▸ **What the task asks**: Copy verbatim the stretch of the material below from the line containing "Target: blue sign pole" through the line containing "(1183, 819)", including both of those lines.

[Coordinate annotation entries]
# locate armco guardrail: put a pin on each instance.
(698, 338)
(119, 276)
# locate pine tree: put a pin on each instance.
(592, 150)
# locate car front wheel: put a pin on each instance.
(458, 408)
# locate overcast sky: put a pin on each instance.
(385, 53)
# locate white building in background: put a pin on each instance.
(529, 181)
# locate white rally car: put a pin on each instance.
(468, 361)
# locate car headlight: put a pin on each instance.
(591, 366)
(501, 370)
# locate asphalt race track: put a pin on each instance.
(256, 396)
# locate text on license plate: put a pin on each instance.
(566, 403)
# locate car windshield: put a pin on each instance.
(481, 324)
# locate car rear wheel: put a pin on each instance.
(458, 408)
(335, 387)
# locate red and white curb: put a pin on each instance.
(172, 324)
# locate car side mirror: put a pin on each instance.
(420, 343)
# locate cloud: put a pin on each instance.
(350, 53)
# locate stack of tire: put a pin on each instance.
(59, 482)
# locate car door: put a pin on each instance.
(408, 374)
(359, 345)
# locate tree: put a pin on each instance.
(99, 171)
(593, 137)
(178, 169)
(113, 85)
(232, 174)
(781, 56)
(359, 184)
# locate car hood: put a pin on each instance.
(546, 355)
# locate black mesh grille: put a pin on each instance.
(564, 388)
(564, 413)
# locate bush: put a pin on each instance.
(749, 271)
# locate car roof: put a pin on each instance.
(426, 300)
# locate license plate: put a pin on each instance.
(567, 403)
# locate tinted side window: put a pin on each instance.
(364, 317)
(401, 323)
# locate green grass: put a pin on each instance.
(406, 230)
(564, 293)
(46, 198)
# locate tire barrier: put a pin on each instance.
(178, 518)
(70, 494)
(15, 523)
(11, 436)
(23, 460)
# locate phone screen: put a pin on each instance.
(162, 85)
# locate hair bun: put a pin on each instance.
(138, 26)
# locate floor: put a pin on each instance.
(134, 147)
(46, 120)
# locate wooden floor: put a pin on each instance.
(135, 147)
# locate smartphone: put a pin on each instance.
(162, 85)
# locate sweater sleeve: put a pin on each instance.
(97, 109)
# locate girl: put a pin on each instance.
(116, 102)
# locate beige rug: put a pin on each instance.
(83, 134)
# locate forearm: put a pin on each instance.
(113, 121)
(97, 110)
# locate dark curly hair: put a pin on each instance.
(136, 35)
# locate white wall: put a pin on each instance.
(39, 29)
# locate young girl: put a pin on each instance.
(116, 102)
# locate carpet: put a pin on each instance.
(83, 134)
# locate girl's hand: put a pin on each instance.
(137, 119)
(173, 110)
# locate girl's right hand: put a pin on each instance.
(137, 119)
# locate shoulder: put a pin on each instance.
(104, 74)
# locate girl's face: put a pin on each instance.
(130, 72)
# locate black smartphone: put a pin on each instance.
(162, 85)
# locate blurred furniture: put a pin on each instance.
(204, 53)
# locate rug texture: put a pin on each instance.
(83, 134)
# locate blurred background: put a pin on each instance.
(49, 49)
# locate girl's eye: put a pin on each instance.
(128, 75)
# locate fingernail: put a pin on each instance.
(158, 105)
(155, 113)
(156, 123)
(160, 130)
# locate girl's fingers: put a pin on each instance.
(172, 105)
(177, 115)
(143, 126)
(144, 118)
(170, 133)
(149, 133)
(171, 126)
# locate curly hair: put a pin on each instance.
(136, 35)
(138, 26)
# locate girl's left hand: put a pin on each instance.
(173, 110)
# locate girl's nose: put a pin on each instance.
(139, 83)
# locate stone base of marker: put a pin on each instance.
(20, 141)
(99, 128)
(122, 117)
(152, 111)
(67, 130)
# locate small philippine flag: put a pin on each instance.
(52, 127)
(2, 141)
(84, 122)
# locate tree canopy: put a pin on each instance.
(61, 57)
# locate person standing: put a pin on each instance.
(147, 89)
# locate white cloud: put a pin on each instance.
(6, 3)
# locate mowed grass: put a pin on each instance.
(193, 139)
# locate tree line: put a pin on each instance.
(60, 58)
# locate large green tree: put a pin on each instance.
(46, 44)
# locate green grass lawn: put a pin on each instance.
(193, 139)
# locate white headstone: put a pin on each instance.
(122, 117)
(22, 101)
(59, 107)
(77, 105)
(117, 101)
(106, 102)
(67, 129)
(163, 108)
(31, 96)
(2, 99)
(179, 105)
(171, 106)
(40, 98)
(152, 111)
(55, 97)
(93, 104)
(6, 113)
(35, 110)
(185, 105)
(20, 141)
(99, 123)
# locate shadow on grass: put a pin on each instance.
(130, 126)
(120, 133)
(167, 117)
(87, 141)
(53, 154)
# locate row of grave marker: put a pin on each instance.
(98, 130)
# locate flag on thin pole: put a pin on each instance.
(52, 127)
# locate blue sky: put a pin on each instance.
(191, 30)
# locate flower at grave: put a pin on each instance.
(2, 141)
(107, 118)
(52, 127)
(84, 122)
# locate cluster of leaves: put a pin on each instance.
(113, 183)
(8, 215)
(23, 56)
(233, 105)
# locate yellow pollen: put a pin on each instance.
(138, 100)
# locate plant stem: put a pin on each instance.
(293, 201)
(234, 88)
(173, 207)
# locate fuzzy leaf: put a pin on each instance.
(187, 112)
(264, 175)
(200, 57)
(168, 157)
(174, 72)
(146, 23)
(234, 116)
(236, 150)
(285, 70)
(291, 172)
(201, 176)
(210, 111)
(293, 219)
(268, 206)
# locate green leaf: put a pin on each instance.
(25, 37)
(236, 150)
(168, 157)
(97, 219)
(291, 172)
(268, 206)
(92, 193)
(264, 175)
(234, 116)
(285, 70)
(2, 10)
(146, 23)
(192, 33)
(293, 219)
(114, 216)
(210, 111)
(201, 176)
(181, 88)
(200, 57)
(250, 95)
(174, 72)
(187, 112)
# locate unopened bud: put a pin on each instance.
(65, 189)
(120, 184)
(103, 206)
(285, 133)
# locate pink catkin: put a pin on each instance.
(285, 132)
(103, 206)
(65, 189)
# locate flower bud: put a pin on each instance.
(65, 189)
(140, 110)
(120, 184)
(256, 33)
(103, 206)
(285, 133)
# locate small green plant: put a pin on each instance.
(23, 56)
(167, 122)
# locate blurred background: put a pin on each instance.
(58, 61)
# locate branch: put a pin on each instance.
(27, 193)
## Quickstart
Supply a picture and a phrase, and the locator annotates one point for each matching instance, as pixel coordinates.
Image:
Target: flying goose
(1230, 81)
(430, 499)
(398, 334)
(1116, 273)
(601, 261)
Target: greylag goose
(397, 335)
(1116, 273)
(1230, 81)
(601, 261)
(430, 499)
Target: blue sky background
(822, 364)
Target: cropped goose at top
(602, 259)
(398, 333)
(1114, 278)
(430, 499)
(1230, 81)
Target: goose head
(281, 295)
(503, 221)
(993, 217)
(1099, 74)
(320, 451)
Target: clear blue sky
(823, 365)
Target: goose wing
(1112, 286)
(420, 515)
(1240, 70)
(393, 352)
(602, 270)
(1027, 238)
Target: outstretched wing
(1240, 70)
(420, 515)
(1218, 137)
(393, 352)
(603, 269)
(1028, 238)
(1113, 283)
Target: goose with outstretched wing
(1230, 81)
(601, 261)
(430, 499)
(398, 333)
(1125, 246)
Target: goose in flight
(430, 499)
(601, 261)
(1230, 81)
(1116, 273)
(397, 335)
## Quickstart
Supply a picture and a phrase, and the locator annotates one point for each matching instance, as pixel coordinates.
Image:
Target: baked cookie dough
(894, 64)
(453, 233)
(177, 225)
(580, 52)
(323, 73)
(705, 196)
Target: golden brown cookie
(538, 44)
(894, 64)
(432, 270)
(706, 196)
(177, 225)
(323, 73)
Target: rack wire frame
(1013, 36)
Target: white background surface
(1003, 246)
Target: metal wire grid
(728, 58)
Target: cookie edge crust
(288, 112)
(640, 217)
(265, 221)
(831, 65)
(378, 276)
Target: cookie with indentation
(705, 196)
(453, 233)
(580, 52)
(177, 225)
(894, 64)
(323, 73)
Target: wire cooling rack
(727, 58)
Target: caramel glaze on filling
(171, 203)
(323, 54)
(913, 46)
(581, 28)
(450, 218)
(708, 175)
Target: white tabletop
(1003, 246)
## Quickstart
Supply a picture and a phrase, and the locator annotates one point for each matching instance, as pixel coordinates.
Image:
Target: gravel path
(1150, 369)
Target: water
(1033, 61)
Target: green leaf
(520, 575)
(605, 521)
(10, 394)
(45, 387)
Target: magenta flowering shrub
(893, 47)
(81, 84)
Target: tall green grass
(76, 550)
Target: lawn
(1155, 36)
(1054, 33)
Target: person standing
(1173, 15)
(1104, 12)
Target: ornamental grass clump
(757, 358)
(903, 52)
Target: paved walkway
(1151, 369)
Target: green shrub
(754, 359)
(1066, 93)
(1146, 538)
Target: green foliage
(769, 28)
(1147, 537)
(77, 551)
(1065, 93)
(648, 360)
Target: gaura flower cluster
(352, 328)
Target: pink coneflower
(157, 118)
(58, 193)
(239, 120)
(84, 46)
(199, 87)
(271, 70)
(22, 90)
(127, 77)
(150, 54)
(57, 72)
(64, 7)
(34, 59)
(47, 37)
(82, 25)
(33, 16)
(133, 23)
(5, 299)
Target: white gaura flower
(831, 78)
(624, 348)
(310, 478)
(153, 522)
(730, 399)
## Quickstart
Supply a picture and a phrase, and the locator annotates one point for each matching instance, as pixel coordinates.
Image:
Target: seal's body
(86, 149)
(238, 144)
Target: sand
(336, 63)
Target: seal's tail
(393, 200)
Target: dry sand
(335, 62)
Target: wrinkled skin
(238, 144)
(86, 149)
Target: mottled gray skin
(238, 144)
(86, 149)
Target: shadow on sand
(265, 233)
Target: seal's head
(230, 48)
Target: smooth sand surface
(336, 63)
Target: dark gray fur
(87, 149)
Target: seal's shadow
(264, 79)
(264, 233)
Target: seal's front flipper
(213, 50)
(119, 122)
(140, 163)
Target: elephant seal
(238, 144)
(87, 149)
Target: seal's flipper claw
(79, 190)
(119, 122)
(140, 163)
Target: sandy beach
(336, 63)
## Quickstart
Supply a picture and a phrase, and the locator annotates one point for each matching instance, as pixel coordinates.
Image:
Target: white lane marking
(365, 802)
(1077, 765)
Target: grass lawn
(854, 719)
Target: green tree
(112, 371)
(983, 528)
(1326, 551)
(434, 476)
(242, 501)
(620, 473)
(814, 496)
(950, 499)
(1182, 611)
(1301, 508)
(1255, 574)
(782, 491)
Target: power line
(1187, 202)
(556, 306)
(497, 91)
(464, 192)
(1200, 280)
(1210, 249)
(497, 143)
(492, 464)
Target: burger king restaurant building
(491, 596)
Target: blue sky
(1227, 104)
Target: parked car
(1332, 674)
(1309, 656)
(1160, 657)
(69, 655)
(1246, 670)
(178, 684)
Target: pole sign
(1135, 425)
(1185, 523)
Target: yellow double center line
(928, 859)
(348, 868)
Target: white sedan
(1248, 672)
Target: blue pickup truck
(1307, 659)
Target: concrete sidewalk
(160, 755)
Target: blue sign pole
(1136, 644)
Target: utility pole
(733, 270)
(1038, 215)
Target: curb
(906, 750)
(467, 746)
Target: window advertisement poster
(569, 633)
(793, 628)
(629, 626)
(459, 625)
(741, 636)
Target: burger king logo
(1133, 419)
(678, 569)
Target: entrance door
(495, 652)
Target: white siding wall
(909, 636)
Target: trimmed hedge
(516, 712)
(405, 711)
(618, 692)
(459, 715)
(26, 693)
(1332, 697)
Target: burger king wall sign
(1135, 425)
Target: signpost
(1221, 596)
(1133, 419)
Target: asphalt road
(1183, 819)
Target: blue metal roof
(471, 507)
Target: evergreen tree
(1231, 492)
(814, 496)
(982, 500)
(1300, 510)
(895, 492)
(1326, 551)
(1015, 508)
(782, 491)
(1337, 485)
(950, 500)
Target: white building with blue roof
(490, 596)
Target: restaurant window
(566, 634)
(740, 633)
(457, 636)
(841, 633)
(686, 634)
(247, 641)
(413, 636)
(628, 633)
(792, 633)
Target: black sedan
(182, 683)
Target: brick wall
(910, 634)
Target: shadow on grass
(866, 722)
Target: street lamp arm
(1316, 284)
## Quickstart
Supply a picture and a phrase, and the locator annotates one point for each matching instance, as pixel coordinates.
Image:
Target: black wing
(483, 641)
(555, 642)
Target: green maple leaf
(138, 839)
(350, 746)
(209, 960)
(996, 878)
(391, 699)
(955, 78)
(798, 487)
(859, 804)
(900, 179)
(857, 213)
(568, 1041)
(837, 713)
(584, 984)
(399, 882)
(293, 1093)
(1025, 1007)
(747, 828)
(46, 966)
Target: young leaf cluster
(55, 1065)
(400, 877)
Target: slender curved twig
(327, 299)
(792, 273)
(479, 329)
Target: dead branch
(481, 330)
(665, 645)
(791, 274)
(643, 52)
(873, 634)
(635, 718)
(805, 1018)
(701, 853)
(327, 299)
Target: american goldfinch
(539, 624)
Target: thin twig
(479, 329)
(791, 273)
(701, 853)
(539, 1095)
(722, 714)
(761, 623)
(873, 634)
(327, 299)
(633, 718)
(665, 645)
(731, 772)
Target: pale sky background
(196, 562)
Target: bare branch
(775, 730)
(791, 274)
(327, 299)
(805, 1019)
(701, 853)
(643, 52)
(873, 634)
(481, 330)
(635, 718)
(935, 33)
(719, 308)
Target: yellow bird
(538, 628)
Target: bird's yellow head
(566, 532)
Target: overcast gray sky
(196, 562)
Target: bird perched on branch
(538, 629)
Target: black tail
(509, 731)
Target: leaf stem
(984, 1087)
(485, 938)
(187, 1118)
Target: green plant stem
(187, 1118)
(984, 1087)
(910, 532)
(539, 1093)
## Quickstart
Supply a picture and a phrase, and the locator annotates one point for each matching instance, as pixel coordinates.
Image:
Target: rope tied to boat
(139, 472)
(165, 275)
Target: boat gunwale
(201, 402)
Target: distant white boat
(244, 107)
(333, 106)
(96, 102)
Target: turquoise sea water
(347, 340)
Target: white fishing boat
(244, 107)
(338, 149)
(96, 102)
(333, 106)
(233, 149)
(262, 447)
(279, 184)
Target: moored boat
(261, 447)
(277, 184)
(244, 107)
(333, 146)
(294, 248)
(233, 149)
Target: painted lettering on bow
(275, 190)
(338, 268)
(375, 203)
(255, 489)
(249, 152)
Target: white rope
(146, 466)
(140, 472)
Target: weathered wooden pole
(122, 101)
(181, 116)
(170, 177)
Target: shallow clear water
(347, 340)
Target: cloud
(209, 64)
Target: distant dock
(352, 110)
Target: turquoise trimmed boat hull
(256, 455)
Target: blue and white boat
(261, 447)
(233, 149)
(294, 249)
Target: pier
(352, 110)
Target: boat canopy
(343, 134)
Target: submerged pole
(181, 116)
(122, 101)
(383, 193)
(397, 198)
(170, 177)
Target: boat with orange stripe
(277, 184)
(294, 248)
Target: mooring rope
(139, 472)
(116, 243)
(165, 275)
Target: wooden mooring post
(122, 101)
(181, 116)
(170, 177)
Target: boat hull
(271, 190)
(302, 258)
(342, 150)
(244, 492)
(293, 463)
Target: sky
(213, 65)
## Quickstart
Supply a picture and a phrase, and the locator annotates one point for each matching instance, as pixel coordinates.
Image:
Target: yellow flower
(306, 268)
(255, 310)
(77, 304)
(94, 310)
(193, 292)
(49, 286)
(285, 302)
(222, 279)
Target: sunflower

▸ **Exercise answer**:
Target: blue sign pole
(1136, 644)
Target: utility pole
(733, 270)
(1038, 215)
Target: curb
(906, 750)
(467, 746)
Target: window advertisement poster
(569, 633)
(793, 628)
(629, 626)
(459, 625)
(741, 636)
Target: burger king logo
(1133, 419)
(678, 569)
Target: entrance door
(495, 652)
Target: white siding wall
(909, 636)
Target: trimmed hedge
(516, 712)
(405, 711)
(618, 692)
(459, 715)
(26, 693)
(1332, 697)
Target: burger king wall sign
(1135, 425)
Target: signpost
(1221, 596)
(1133, 419)
Target: asphalt road
(1183, 819)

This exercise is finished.